Brief:
In the rows below, quote word for word the lines starting at the one containing "Given the photograph above, carefully outline every row" and ending at the one containing "[380,213,519,260]", both included.
[Begin Material provided]
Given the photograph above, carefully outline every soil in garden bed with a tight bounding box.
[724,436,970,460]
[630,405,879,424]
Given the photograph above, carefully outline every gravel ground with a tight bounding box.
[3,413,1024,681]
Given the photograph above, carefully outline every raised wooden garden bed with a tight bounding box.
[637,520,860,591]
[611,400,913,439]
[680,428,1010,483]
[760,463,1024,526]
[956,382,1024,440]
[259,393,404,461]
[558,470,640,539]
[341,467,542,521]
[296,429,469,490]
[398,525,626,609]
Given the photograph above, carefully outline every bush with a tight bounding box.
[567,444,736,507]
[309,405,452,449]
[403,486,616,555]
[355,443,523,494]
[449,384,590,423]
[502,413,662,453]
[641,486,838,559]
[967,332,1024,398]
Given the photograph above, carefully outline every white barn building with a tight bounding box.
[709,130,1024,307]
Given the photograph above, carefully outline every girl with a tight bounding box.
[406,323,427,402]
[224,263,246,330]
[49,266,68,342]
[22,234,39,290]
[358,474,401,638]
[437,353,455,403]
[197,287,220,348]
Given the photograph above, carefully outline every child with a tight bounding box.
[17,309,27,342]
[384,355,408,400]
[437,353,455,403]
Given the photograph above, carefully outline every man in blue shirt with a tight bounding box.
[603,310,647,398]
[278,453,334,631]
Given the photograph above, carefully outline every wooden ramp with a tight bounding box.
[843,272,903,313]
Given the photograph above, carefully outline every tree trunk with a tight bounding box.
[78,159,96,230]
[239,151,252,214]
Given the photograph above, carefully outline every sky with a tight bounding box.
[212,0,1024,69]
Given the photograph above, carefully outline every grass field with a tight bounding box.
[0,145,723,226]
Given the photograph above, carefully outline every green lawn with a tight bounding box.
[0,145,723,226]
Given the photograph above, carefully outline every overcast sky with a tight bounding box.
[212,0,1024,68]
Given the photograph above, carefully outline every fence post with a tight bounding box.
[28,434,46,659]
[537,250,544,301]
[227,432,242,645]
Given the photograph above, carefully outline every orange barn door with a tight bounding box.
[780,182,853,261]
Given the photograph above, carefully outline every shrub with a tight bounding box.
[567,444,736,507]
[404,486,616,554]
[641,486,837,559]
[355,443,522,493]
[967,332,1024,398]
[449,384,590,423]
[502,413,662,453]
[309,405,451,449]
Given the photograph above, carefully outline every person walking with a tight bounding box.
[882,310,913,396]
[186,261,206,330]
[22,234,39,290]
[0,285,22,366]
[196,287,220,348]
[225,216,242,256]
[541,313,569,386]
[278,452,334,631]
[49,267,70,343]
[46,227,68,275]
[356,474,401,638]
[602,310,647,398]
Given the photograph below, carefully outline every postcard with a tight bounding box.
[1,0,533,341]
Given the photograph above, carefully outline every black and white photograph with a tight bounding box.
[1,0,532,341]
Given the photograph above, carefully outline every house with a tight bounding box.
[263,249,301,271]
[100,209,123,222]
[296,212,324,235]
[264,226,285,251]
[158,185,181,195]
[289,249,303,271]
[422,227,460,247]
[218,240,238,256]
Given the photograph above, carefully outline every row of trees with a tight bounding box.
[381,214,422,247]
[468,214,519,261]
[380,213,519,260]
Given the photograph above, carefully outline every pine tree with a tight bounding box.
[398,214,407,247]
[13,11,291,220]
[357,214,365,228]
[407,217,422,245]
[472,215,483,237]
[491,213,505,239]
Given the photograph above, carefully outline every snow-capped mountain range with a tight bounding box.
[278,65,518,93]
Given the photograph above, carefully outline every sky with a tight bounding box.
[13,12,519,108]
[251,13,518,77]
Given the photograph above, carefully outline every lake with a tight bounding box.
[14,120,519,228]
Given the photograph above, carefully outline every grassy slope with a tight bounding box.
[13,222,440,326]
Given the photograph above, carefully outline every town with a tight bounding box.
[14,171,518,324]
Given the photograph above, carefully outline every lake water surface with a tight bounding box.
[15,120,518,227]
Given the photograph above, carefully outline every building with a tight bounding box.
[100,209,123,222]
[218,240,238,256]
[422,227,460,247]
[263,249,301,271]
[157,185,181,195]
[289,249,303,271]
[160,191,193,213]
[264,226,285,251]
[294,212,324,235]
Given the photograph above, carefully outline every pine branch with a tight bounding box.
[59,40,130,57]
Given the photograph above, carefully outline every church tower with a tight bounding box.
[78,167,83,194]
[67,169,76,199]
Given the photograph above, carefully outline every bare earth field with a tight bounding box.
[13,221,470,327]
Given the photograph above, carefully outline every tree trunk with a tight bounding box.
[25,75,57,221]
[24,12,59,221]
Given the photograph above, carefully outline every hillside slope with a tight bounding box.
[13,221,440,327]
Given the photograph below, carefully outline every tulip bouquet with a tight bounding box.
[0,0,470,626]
[End Material provided]
[Begin Material provided]
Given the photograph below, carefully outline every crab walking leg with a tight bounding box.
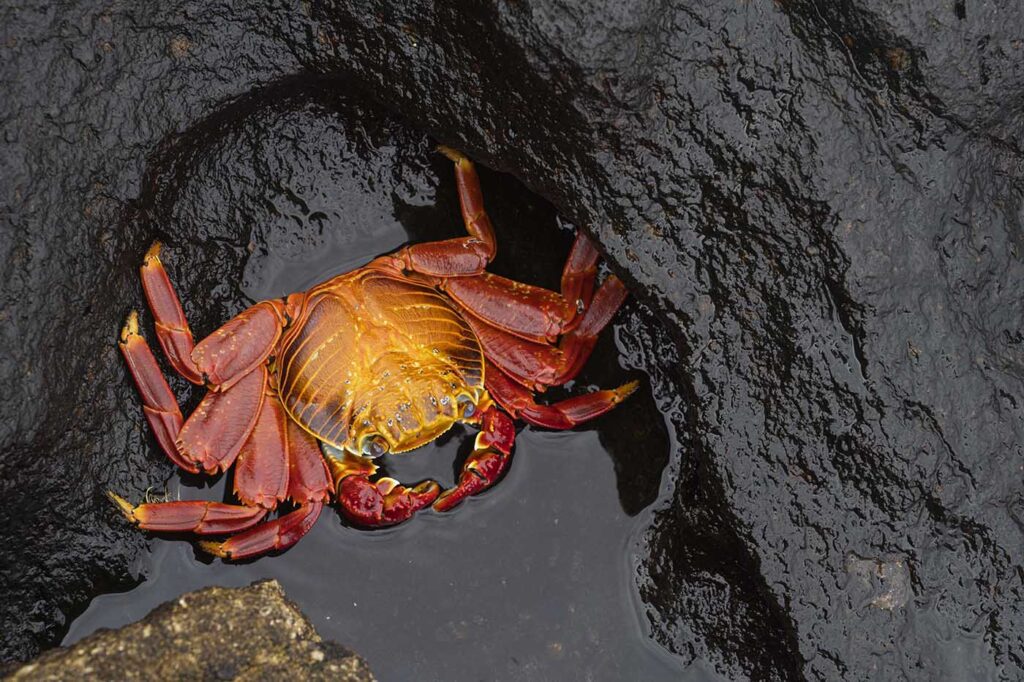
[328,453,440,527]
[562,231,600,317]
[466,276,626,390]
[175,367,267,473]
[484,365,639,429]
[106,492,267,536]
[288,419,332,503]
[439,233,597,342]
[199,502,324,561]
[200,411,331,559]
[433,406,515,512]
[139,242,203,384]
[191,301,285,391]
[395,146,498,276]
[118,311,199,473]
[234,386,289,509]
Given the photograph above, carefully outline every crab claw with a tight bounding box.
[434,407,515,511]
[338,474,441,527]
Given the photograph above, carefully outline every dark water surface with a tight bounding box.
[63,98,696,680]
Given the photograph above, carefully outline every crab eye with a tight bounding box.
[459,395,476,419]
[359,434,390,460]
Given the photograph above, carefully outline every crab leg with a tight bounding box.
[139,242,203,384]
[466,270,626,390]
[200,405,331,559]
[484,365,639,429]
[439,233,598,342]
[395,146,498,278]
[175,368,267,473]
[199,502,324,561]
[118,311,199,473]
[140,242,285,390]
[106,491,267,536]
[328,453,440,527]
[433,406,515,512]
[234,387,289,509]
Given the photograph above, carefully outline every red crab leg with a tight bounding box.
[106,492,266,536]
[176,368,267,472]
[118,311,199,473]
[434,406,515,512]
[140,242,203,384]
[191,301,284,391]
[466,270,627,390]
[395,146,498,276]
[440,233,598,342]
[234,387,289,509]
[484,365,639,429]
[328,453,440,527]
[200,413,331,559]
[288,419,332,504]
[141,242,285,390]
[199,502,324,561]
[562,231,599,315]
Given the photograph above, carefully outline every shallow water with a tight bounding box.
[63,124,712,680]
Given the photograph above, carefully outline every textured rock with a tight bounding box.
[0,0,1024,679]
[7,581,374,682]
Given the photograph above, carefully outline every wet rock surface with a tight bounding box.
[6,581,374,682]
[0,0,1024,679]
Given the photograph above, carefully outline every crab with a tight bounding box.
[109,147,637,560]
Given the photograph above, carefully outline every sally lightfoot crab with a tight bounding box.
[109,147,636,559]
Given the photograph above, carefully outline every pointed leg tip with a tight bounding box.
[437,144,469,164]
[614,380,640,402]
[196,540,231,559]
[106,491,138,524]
[End Material provided]
[Begin Material provided]
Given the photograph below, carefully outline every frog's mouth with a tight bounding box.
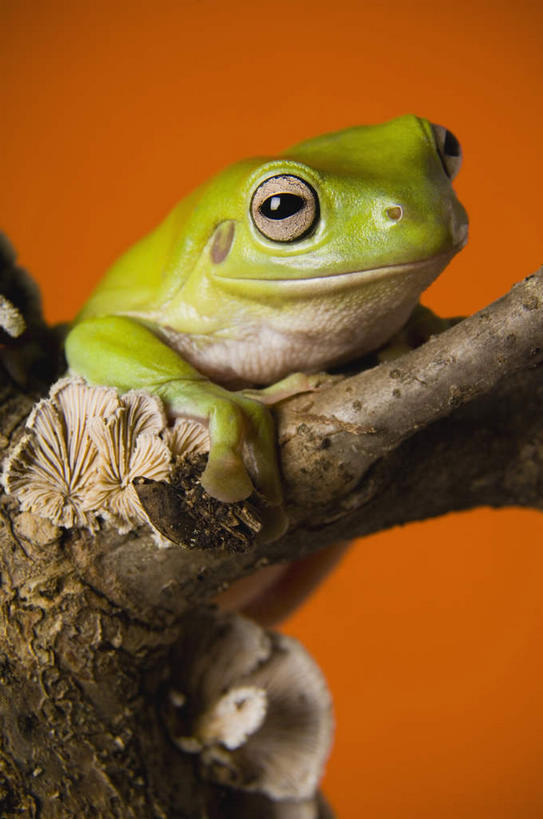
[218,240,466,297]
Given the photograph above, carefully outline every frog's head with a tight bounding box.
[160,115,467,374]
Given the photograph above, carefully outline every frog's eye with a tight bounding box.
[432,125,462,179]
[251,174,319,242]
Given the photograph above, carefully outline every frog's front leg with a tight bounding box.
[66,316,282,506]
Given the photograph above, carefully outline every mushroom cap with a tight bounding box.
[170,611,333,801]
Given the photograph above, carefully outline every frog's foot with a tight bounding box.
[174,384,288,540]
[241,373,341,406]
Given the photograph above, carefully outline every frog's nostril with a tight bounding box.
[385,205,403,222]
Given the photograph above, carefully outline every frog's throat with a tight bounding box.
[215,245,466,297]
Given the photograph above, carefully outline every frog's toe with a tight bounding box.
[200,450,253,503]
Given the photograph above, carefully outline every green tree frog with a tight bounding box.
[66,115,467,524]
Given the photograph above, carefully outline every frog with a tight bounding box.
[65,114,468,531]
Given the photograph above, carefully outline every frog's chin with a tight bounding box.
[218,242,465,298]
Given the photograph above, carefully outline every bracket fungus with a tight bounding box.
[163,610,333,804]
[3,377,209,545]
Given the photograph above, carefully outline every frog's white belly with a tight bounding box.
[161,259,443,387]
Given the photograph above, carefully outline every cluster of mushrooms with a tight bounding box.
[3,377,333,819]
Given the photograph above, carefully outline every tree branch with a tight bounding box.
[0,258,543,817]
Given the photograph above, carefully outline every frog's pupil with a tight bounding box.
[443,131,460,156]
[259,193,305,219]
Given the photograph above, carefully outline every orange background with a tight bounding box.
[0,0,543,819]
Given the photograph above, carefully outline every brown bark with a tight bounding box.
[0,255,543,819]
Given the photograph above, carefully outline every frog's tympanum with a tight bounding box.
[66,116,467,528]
[End Material provided]
Reply to the exercise:
Given the photograph above, carefully outline every row of trees with a tight bounding box.
[381,214,422,247]
[468,214,519,261]
[380,213,519,260]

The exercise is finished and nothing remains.